**SET PROBLEM:**
Copy the lines below verbatim, beginning with the first line and continuing through the line containing "pixel 53 52", both included.

**ENTRIES:**
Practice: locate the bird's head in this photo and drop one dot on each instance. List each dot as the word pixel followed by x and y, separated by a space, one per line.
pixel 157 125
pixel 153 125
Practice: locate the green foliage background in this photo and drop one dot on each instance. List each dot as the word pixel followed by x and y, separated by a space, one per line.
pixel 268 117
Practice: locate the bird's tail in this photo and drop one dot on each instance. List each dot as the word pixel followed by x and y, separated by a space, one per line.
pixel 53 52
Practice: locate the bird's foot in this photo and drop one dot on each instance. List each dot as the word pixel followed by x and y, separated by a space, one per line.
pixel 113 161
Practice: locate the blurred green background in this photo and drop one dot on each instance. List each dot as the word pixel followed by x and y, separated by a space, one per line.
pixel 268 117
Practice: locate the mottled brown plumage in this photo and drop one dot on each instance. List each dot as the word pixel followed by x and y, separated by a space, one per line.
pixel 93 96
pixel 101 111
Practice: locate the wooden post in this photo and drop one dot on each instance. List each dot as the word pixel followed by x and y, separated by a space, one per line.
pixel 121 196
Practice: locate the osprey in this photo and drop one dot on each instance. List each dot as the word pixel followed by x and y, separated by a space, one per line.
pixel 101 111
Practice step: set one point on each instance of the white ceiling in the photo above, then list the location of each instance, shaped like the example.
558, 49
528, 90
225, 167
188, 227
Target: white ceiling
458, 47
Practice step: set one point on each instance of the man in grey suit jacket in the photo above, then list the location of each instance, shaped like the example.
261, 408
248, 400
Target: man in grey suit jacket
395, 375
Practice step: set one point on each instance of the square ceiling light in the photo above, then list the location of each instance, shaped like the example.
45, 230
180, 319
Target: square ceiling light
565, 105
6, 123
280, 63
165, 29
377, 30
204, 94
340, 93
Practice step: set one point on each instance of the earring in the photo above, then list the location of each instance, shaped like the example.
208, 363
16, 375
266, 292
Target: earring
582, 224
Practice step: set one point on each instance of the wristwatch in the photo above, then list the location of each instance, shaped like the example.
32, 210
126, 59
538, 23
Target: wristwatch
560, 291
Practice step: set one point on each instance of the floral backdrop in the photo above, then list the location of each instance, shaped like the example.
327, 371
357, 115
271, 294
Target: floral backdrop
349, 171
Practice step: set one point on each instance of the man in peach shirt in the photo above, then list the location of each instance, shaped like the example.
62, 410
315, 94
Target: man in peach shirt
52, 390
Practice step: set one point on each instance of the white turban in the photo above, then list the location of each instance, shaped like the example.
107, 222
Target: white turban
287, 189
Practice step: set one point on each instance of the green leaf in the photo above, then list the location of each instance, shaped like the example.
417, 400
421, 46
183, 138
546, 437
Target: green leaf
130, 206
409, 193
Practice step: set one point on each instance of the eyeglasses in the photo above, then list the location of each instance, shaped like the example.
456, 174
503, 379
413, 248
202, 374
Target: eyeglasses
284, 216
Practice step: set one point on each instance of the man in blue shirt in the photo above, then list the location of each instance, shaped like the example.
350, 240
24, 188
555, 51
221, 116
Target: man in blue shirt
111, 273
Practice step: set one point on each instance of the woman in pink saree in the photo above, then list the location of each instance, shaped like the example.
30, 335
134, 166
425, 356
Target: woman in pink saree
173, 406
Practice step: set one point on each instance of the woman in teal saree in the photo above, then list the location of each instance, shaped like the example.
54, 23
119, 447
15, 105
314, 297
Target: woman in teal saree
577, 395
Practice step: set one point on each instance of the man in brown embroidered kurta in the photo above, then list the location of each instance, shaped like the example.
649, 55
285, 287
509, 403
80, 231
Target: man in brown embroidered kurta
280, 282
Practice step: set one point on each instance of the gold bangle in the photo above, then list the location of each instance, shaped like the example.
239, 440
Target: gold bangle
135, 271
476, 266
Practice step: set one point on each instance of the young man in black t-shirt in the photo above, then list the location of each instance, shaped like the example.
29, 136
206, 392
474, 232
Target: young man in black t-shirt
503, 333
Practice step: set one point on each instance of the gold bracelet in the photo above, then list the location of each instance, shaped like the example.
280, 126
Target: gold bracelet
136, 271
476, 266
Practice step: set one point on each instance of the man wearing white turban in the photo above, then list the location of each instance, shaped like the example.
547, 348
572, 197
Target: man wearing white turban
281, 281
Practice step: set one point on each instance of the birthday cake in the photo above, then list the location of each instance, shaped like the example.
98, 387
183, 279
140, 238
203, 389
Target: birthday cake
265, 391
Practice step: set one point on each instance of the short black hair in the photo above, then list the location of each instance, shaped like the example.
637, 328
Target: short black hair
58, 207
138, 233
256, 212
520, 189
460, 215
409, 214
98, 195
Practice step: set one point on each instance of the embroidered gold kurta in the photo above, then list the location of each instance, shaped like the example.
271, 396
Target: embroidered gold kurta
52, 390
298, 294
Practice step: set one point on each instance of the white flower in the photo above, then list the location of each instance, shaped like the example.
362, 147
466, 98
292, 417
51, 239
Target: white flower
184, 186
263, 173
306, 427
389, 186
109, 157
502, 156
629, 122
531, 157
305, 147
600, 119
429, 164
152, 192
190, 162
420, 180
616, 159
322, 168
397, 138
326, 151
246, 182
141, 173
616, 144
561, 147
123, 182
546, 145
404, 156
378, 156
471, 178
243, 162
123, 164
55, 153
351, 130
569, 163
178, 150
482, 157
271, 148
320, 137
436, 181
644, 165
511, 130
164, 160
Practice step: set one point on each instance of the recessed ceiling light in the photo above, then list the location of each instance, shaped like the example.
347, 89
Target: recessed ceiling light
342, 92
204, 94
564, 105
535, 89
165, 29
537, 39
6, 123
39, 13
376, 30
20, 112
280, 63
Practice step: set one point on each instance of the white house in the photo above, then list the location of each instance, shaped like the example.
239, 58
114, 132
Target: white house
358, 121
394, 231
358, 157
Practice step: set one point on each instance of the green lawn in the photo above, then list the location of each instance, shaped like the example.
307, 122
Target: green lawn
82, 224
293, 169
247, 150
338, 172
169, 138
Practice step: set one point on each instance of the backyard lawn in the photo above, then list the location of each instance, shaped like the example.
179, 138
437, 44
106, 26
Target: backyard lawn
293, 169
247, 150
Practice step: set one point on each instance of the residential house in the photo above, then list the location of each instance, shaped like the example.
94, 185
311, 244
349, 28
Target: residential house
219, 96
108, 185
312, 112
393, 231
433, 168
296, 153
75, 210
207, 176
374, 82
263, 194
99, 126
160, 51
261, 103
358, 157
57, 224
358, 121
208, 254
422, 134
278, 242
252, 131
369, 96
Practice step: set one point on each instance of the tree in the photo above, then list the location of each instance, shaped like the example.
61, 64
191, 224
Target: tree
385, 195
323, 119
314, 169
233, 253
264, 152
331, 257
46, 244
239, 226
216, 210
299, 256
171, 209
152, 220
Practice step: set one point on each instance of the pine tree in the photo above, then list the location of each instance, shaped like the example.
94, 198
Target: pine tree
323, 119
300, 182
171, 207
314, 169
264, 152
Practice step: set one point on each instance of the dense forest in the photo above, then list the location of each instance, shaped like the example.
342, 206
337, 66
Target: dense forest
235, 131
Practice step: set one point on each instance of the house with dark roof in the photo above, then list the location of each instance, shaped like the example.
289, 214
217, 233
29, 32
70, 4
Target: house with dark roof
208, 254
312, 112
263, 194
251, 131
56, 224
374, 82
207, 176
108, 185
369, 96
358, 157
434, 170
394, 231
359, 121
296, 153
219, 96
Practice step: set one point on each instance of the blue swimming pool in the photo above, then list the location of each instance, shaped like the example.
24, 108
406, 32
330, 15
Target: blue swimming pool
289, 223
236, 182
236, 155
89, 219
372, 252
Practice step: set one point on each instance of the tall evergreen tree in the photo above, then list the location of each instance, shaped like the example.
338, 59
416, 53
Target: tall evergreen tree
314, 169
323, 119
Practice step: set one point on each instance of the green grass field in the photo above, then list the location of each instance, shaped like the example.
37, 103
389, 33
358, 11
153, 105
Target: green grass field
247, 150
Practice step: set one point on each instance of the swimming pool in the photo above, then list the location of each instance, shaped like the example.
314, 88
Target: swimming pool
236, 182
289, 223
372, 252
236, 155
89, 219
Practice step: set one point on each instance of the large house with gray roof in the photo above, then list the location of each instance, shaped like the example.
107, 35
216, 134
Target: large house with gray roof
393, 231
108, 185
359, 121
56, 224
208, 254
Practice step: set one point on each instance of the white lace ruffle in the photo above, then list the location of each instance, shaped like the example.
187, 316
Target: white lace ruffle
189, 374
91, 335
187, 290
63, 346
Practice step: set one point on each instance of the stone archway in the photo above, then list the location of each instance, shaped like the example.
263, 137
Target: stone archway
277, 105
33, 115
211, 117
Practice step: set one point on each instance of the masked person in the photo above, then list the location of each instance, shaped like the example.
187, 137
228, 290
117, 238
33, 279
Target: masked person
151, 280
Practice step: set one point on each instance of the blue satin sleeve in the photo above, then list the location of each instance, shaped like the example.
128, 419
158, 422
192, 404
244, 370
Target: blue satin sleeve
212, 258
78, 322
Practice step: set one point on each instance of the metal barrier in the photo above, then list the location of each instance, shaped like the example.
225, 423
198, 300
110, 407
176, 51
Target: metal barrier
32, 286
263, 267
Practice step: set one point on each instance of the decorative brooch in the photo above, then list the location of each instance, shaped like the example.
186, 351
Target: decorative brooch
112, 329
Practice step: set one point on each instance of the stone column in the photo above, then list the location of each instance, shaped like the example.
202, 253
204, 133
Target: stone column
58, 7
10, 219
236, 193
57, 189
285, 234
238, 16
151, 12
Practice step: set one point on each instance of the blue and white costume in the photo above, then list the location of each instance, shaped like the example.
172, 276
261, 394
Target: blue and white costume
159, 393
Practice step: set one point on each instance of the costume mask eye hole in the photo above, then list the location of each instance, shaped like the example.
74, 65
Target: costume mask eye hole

**THE SOLUTION:**
Practice: locate the bird's head in this photo and drop one dot on each instance. List each dot as the word pixel followed by x and y, separated by a space, one per line.
pixel 157 125
pixel 153 125
Practice: locate the green foliage background in this photo and drop one dot on each instance. List each dot as the word pixel followed by x and y, separated by a space, one per line.
pixel 268 117
Practice: locate the bird's tail in this photo and drop one dot on each instance. List each dot as the word pixel followed by x and y, separated by a space, one per line.
pixel 53 52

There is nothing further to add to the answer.